*** EXTRACT TO READ Section Begins ***

Conservation issues especially those focusing on hunting, fishing and the use of public lands are often controversial and emotional subjects.
In more than two decades of covering those types of stories for the Payson Roundup and White Mountain Independent, I've learned to value and trust the opinion of former Arizona Game and Fish Commission Chairman Tom Woods.
As an avid outdoorsman, Tom's common sense approach and extensive knowledge lends clarity to complex issues.
When Tom called me earlier this week to voice his concerns about an election, I asked that he share his apprehensions with our readers.
As a registered Republican, Tom is troubled by his party's stands on some issues.
Tom and his friends have written this statement:
We rarely take a prominent public stand on a candidate for political office unless we sense a real urgency. This is one of those times! As we see it, if Janet Napolitano does not win this election for governor, wildlife, habitat and all associated subjects are in for a long, dark winter of despair.
Hunting, fishing, protection of wildlife habitat, access to public lands, the Arizona Heritage Fund (currently funded by the Arizona State Lottery), a decentralized, apolitical Game and Fish Department and gun rights - all those values which bring so many of us to Arizona and keep us here - will be in good hands with Janet Napolitano as governor. Her past actions in some of these areas are a matter of record. Her present plans and thoughts for the future ring convincingly true. Why should we doubt them? She has done nothing in her service to Arizona as Attorney General or in her private practice that would convince us she would do otherwise if elected.
The possession of firearms as we now know and appreciate it in Arizona is fine with Ms. Napolitano. She is in favor of enforcing the gun laws already on the books while emphasizing gun safety. In fact, while (she was) in private practice, Smith & Wesson was one of her clients.
Access to public lands for fishing, hunting, wildlife watching, hiking, biking, and many other recreational activities is high on her list. She supports the continuation of a fully funded Heritage Fund for the protection and preservation of culturally and biologically important sites conducive to parks and trails, and she believes in the importance of educating the public about Arizona's natural world and its inhabitants.
Janet Napolitano feels that the Game and Fish Department as presently constituted with a governor-appointed, Senate-confirmed Commission who hires the director, represents a good system wherein wildlife and wildlife habitant, as well as wildlife pursuits such as hunting, fishing and birding, are well protected from the whims of politics. She does not want those who hold our wildlife in trust for all citizens becoming part of a large, politically oriented Department of Natural Resources as other candidates have suggested.
She sees an Arizona in which ranchers, sportsmen and conservationists work together to utilize prudently the state's wildlands and precious water resources. She knows, too, that the sharing of our natural gifts with those from other regions of the world helps Arizona's lucrative outdoors and cultural tourism industries continue to thrive.
In short, Janet Napolitano fully appreciates Arizona's natural beauty and bounty as well as their social and economic value. As governor, we believe that she will support and protect Arizona's natural world and those outdoor activities we hold dear. We, therefore, believe that she is the outstanding candidate for governor and hope you will join us in helping her win on November 5. If she does not, we fear that the voice for Arizona's wildlife, its home and funding will be effectively silenced for at least the next four years.

*** EXTRACT TO READ Section Ends ***
*** THE DATA Section Begins ***

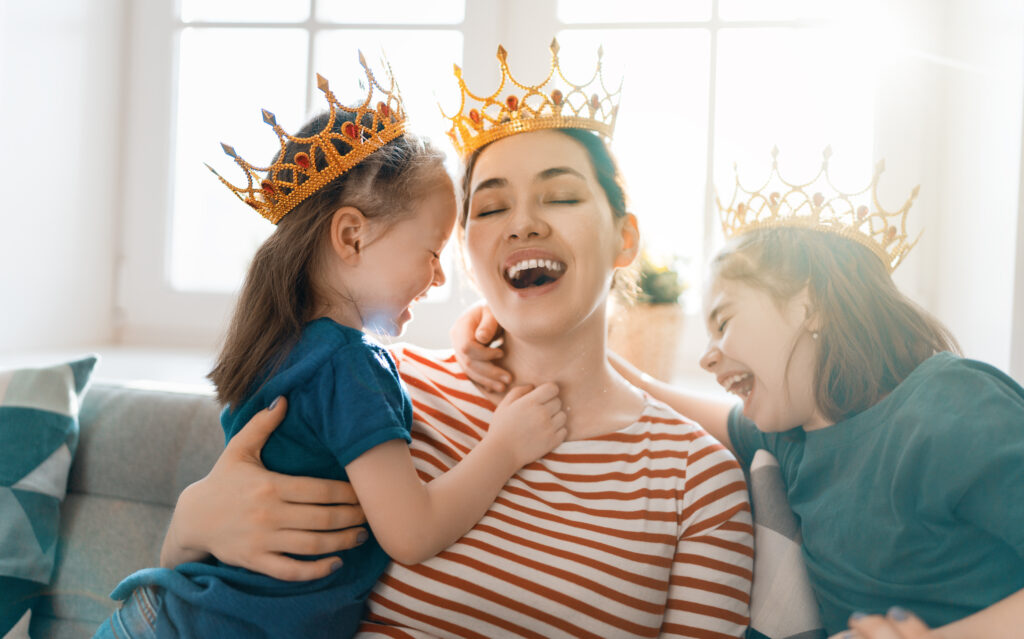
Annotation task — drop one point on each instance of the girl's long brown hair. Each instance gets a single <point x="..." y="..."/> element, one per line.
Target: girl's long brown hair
<point x="871" y="336"/>
<point x="283" y="289"/>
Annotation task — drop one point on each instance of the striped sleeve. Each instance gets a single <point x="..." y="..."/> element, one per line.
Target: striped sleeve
<point x="712" y="573"/>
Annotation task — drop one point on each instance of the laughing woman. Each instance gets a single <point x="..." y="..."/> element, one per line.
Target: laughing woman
<point x="638" y="524"/>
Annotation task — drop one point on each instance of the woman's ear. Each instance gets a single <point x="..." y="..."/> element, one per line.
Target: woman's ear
<point x="631" y="241"/>
<point x="348" y="233"/>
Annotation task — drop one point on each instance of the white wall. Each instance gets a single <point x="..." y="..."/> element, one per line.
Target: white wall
<point x="59" y="96"/>
<point x="949" y="114"/>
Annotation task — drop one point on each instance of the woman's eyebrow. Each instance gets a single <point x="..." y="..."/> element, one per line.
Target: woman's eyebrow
<point x="494" y="182"/>
<point x="556" y="171"/>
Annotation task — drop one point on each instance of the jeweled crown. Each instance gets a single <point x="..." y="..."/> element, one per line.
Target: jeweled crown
<point x="516" y="108"/>
<point x="818" y="205"/>
<point x="276" y="189"/>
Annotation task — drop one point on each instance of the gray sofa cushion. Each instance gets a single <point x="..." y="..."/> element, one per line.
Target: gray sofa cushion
<point x="138" y="450"/>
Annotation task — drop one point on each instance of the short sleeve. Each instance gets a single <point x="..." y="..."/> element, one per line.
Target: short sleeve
<point x="988" y="453"/>
<point x="363" y="401"/>
<point x="744" y="436"/>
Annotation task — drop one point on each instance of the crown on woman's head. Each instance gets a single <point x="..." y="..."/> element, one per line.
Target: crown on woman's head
<point x="818" y="205"/>
<point x="279" y="188"/>
<point x="516" y="108"/>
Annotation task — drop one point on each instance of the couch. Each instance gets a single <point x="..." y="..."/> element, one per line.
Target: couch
<point x="137" y="450"/>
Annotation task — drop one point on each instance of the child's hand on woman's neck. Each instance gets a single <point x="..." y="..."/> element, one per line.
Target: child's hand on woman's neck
<point x="597" y="399"/>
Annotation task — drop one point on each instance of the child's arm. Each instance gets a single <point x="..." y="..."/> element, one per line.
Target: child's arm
<point x="476" y="328"/>
<point x="1003" y="619"/>
<point x="711" y="413"/>
<point x="414" y="521"/>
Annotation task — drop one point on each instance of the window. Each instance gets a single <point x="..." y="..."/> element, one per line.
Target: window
<point x="709" y="83"/>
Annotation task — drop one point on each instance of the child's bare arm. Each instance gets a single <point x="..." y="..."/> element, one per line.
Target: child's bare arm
<point x="1003" y="619"/>
<point x="414" y="521"/>
<point x="711" y="413"/>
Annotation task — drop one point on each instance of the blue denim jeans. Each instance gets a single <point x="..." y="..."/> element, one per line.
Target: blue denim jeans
<point x="137" y="616"/>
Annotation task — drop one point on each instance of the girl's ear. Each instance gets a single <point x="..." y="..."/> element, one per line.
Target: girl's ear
<point x="631" y="241"/>
<point x="348" y="233"/>
<point x="809" y="313"/>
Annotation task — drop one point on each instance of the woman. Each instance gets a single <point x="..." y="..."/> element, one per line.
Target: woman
<point x="638" y="524"/>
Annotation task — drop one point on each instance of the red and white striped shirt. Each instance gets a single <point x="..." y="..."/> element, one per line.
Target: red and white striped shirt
<point x="641" y="533"/>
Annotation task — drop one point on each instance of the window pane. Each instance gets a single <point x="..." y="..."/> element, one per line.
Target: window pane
<point x="791" y="9"/>
<point x="245" y="10"/>
<point x="662" y="131"/>
<point x="213" y="233"/>
<point x="800" y="90"/>
<point x="633" y="10"/>
<point x="391" y="12"/>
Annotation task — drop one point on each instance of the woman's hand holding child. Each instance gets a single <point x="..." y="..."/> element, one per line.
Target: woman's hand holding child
<point x="249" y="516"/>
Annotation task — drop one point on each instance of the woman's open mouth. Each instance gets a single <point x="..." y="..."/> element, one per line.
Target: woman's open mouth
<point x="534" y="272"/>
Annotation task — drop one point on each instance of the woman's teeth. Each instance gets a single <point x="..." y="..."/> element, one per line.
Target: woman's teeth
<point x="513" y="271"/>
<point x="534" y="272"/>
<point x="740" y="384"/>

*** THE DATA Section Ends ***

*THE TASK*.
Can you retype the column on conservation and the governor's race from "As an avid outdoorsman, Tom's" up to and including "winter of despair."?

*RESULT BELOW*.
As an avid outdoorsman, Tom's common sense approach and extensive knowledge lends clarity to complex issues.
When Tom called me earlier this week to voice his concerns about an election, I asked that he share his apprehensions with our readers.
As a registered Republican, Tom is troubled by his party's stands on some issues.
Tom and his friends have written this statement:
We rarely take a prominent public stand on a candidate for political office unless we sense a real urgency. This is one of those times! As we see it, if Janet Napolitano does not win this election for governor, wildlife, habitat and all associated subjects are in for a long, dark winter of despair.